- Excerpted text
• • • • • • •
If you’re willing to support a boycott of US academic conferences over Trump’s ban, why not BDS?

Over 6,000 academics across the world have announced that they will boycott any academic conference held in the US until Trump’s travel ban—on refugees, and on men and women from seven Muslim-majority countries—is lifted. This has drawn widespread and mostly positive attention in the media. Even the more critical responses have been self-questioning and exploratory rather than hostile and negative.

This is all to the good and as it should be.

It should also answer what I always found to be one of the stranger critique of BDS: namely, people ask me and other supporters of BDS, if you think Israel is so bad, why don’t you support a boycott of the US? As if proponents of BDS like myself would suddenly, in the face of an academic boycott of the US, get worked up into a self-righteous defensive lather on behalf of American academe.

But let me push the comparison a little further because I see that a lot of people who support this type of boycott of US academic conferences over the Trump refugee/Muslim ban drawing a line against the wider academic boycott of Israel. (Truth be told, most of these folks wouldn’t even support a more limited type of boycott, in the case of Israel, of the sort that Trump’s ban has provoked.)

What these folks on social media say is this: This type of boycott of US academic conferences is more contingent and small-scale. It’s not a boycott of US academia tout court or of the US as a whole. And the reason it’s more limited is that it recognizes that the action that provoked this limited boycott—Trump’s refugee/Muslim ban—is itself a contingent feature of the American polity, specific to one presidency. It is not a feature of the American whole. It acknowledges that the majority of the people voted against Trump and that the ban might one day, perhaps even soon, be overturned.
• • • • • • •
- Provided material
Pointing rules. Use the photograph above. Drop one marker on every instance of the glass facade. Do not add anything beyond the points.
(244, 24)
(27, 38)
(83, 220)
• • • • • • •
- What you will do
From the essay on academic boycotts above, extract the passage that begins at the words "Over 6,000 academics across the" and stops after the words "hostile and negative.", copying it without any change.

- Solution for this problem
Over 6,000 academics across the world have announced that they will boycott any academic conference held in the US until Trump’s travel ban—on refugees, and on men and women from seven Muslim-majority countries—is lifted. This has drawn widespread and mostly positive attention in the media. Even the more critical responses have been self-questioning and exploratory rather than hostile and negative.